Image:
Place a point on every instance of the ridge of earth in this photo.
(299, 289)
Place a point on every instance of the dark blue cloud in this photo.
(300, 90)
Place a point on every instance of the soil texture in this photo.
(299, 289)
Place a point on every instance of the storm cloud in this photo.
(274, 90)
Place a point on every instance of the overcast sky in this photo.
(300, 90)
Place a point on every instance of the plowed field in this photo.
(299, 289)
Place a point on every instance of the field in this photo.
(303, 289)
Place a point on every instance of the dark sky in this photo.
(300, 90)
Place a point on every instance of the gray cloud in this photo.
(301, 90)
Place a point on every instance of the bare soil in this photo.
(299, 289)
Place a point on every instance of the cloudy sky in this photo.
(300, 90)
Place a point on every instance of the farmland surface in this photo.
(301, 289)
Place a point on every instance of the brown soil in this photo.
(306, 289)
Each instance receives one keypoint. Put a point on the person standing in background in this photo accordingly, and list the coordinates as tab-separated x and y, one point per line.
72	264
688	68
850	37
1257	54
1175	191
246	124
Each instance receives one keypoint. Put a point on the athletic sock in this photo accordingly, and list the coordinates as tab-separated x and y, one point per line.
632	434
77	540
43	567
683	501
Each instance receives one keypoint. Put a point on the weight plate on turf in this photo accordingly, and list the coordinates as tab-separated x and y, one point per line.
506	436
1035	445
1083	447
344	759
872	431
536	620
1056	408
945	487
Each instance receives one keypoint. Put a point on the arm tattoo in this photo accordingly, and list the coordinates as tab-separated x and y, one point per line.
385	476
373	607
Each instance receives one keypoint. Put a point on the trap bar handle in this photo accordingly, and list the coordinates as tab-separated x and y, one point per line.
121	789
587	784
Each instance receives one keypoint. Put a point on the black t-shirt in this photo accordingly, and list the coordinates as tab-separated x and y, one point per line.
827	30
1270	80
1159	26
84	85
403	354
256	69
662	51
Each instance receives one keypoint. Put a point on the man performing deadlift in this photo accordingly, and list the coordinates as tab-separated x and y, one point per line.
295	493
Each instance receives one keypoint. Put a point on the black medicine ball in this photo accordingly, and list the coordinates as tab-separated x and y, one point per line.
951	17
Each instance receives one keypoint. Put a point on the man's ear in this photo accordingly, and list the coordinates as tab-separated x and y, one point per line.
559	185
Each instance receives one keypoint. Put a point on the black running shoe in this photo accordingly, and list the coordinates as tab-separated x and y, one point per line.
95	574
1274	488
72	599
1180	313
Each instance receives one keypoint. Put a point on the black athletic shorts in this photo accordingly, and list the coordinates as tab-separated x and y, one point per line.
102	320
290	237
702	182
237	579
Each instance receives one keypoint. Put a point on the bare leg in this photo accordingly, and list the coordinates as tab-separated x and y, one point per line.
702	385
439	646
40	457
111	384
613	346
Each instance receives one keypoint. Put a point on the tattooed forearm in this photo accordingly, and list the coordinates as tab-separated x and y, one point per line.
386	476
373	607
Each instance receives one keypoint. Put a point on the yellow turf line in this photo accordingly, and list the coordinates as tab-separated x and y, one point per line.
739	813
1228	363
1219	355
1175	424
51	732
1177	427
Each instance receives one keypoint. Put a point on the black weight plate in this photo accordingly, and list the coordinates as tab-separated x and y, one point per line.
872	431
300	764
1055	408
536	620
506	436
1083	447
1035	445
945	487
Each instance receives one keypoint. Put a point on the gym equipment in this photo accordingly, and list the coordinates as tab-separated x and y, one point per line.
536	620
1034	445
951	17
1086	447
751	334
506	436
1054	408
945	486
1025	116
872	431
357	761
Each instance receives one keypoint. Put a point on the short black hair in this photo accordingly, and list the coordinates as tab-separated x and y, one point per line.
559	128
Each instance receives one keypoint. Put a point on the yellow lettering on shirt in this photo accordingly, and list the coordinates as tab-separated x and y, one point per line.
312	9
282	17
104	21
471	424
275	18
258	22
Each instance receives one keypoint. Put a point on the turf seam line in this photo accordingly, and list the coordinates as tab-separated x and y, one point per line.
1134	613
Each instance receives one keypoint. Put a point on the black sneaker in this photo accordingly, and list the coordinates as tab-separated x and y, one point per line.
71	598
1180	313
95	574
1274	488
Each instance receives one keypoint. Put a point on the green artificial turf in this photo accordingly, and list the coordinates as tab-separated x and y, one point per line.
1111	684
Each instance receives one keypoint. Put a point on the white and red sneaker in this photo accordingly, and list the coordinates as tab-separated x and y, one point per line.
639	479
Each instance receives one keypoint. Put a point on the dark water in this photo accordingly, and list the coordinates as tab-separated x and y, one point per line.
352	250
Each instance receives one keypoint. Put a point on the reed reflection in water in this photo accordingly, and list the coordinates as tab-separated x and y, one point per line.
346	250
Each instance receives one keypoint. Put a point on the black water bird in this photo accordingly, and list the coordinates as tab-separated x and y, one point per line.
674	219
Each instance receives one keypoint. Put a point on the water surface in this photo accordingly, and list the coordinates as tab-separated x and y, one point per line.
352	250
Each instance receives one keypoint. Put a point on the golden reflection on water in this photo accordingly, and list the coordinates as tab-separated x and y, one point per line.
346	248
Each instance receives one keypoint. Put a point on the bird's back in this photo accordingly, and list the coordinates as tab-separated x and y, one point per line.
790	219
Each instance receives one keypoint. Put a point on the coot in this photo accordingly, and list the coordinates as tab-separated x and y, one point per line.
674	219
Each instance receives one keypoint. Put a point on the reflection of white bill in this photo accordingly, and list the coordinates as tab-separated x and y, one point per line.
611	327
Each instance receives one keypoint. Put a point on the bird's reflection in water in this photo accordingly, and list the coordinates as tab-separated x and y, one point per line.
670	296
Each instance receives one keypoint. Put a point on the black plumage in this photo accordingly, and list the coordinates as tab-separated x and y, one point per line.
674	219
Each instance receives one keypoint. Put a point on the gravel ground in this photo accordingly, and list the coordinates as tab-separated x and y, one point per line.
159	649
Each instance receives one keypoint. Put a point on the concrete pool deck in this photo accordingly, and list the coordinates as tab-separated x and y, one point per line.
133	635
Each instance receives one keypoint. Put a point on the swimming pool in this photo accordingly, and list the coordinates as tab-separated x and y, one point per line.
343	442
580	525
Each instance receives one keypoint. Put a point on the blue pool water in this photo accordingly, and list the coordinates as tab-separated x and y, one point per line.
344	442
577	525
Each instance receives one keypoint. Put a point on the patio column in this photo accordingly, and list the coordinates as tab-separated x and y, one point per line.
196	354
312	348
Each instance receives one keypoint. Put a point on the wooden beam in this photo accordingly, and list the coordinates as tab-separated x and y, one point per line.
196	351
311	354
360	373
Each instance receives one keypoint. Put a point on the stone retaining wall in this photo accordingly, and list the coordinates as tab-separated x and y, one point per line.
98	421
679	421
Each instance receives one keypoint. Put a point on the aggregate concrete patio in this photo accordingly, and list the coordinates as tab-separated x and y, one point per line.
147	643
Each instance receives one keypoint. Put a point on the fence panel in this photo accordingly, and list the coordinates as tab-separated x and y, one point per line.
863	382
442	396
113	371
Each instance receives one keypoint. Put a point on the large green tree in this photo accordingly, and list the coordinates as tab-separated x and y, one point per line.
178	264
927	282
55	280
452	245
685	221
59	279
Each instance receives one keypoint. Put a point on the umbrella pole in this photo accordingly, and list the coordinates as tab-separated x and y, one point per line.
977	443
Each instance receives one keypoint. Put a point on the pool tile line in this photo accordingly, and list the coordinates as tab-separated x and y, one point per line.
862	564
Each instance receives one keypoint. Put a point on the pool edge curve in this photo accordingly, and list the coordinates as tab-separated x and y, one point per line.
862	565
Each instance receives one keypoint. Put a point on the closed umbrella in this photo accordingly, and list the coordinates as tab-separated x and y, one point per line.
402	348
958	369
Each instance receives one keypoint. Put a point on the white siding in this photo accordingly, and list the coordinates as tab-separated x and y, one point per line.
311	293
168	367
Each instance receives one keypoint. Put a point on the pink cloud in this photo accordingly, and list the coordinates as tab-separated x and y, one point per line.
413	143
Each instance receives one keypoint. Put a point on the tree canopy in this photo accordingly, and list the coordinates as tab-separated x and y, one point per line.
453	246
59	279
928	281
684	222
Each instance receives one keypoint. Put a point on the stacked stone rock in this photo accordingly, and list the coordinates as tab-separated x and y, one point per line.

DIRECTIONS FOR THIS TASK >>
Repeat, word for word, every line from the line that contains "Each instance receives one keypoint. Put a point on the pink" to the end of the entries; include both of those lines and no others.

ANSWER SPACE >>
Each instance receives one keypoint. Put a point on the pink cloud in this photo accordingly, and list the coordinates as tab-separated x and y, one point per line.
413	143
Each instance receives one keypoint. Put a point on the tree canopy in this photo accordingly, and list the coordinates as tab-separated x and y, one point per line.
453	246
59	279
928	281
684	222
Each instance receives one keypoint. Put a point on the stacked stone rock in this photo accordingly, and list the coordinates as tab-separated x and y, one point per line.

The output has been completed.